What is needed —
Express the part of the material that runs from the line containing "point: the pendant" through the final line as a JSON list of strings, with one string per line, both ends included and blank lines omitted.

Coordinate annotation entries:

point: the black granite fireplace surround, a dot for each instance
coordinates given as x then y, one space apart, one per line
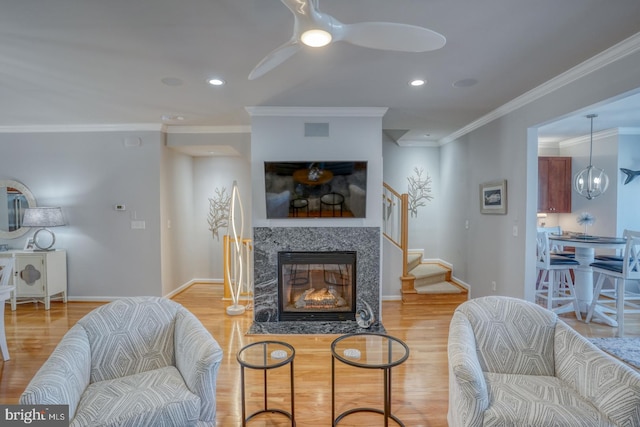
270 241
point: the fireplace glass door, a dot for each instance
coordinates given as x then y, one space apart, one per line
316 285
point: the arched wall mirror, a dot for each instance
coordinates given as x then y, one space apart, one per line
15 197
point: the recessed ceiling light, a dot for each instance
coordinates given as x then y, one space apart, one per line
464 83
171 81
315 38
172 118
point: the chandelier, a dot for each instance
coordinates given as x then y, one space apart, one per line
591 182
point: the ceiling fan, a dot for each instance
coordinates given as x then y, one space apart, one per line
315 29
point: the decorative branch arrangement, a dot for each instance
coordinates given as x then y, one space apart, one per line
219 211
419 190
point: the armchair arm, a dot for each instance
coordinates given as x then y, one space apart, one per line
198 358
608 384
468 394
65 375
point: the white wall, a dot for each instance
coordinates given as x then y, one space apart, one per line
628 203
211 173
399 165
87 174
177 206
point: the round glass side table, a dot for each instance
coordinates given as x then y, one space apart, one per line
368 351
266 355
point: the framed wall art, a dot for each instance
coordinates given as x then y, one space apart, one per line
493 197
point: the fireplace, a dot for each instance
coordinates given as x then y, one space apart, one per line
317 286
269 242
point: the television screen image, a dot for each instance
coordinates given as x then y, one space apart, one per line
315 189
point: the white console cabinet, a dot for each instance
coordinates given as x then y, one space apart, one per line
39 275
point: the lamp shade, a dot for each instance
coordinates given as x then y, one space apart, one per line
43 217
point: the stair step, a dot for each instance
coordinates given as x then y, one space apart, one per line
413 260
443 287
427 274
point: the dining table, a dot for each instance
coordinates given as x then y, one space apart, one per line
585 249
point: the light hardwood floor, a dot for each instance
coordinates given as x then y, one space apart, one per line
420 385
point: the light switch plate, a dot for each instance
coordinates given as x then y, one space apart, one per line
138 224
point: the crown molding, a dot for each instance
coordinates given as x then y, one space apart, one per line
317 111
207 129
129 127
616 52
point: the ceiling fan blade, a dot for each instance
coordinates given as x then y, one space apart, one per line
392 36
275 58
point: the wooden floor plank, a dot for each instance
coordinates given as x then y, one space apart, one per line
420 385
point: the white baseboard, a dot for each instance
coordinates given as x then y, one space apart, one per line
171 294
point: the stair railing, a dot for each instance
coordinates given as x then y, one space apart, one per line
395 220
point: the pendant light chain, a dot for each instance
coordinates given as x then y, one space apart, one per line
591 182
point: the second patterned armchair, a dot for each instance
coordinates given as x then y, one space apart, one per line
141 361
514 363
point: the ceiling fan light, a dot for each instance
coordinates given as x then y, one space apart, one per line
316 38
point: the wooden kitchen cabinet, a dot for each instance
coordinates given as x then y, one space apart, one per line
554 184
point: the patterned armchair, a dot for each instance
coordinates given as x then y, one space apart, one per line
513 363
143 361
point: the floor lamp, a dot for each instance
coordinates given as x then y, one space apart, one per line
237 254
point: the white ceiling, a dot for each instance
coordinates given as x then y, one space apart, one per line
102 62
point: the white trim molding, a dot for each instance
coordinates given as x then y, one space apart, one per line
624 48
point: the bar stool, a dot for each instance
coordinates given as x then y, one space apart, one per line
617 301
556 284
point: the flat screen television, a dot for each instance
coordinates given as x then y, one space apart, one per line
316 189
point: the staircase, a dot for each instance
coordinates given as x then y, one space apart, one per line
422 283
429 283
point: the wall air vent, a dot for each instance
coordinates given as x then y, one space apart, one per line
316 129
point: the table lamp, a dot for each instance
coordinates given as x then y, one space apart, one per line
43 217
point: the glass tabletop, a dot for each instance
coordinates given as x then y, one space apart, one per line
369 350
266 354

Reply —
[
  "point: the pendant light chain, a dot for each instance",
  "coordinates given as x then y, one space apart, one per line",
  "591 182",
  "point: the second patterned armchair, a dot for each instance",
  "coordinates given as x then y, one space apart, one per line",
  "141 361",
  "514 363",
  "point: the ceiling fan light, a dot for each instance",
  "coordinates given as x then y, one space apart, one per line",
  "316 38",
  "point: the wooden kitchen cabinet, a dot for each instance",
  "coordinates given as x then y, one space apart, one per line",
  "554 184",
  "point: the patterned armchair, a dot for each instance",
  "coordinates given as x then y, one space apart, one per line",
  "513 363",
  "143 361",
  "point: the floor lamp, a dot for each instance",
  "coordinates given as x then y, one space apart, one per line",
  "237 254",
  "point: the white ceiling, a dot for each instance",
  "coordinates given as x then y, one space apart, one per line",
  "102 62",
  "point: the white trim molding, a dot for each instance",
  "coordinates given as x then y, one space apart, one per line",
  "624 48",
  "point: the bar stool, a dot for each instance",
  "coordinates given as x then y, one space apart, one per line",
  "617 301",
  "556 284",
  "point: the flat screen television, a dot for each instance",
  "coordinates given as x then y, one space apart, one per line",
  "316 189",
  "point: the staircase, a dot for each instance",
  "coordinates given as x then y, one space apart, one per line",
  "422 283",
  "429 283",
  "point: the wall air vent, a dot for each instance",
  "coordinates given as x then y, one space apart, one per line",
  "316 129",
  "point: the table lamp, a dot for each instance",
  "coordinates given as x then y, one space apart, one per line",
  "43 217",
  "point: the glass tabletop, a dot for each instance",
  "coordinates given as x then y, one space apart, one per line",
  "369 350",
  "266 354"
]